------ Texto proporcionado

Hay gestos cotidianos que todos hemos repetido centenares de veces a lo
largo de nuestras vidas y que, sin embargo, conservan cierto hálito de misterio.
El aplauso, por ejemplo. ¿Quién sería y en qué situación se encontraría el
primero que palmeó sus manos para manifestar su alegría? Todos sabemos que los
griegos ya aplaudían para mostrar su aprobación a una obra de teatro y que el
emperador Nerón había llegado a contratar a 5000 personas para que aplaudieran
sus intervenciones públicas. Durante un tiempo, también en las iglesias
cristianas la congregación agitaba sus ropas para aclamar los sermones y, en
pleno siglo XX, los teatros aún contrataban personas que, repartidas
estratégicamente por la sala, aplaudían para animar al resto del público a unirse
a ellos. Pero, ¿aplaudían ya los mujeres y los niños de las cavernas para
mostrar su regocijo cuando los hombres cachas de la tribu aparecían con algún
animal recién cazado que aseguraba la subsistencia durante unos cuantos días?

------------
------ Extracto de datos

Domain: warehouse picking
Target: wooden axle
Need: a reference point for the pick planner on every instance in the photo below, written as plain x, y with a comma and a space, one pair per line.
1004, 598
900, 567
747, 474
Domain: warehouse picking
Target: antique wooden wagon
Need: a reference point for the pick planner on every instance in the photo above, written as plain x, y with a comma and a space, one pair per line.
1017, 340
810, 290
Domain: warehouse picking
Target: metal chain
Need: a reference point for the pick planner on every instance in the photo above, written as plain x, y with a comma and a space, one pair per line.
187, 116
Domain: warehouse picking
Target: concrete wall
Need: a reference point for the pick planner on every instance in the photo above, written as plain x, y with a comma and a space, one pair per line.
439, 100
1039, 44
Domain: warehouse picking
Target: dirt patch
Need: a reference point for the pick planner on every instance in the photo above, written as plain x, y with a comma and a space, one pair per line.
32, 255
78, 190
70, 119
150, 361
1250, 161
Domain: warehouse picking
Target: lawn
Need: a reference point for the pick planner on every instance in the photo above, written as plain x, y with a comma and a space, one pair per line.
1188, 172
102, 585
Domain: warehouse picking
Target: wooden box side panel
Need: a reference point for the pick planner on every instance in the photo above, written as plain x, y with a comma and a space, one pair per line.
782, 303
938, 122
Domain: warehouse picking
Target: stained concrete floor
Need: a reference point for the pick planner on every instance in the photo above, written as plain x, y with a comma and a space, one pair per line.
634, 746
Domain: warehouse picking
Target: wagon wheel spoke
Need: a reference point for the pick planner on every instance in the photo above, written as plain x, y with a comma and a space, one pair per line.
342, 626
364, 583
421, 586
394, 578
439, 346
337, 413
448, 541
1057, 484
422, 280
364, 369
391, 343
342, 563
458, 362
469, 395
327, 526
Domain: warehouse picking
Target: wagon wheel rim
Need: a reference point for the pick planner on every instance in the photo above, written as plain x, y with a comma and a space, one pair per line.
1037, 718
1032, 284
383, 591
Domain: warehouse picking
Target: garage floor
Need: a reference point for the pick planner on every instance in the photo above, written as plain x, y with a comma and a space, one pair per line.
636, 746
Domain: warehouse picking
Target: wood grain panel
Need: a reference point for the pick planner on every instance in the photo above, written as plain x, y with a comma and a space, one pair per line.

------------

■ **Preguntas**
[a] Según el texto sobre el aplauso, ¿a cuántas personas llegó a contratar el emperador Nerón para que aplaudieran sus intervenciones públicas?
[b] Reproduce del texto sobre el aplauso todo lo que va desde "El aplauso, por" hasta "unos cuantos días?", ambos incluidos.

■ **Soluciones**
[a] A 5000 personas.

[b]
El aplauso, por ejemplo. ¿Quién sería y en qué situación se encontraría el
primero que palmeó sus manos para manifestar su alegría? Todos sabemos que los
griegos ya aplaudían para mostrar su aprobación a una obra de teatro y que el
emperador Nerón había llegado a contratar a 5000 personas para que aplaudieran
sus intervenciones públicas. Durante un tiempo, también en las iglesias
cristianas la congregación agitaba sus ropas para aclamar los sermones y, en
pleno siglo XX, los teatros aún contrataban personas que, repartidas
estratégicamente por la sala, aplaudían para animar al resto del público a unirse
a ellos. Pero, ¿aplaudían ya los mujeres y los niños de las cavernas para
mostrar su regocijo cuando los hombres cachas de la tribu aparecían con algún
animal recién cazado que aseguraba la subsistencia durante unos cuantos días?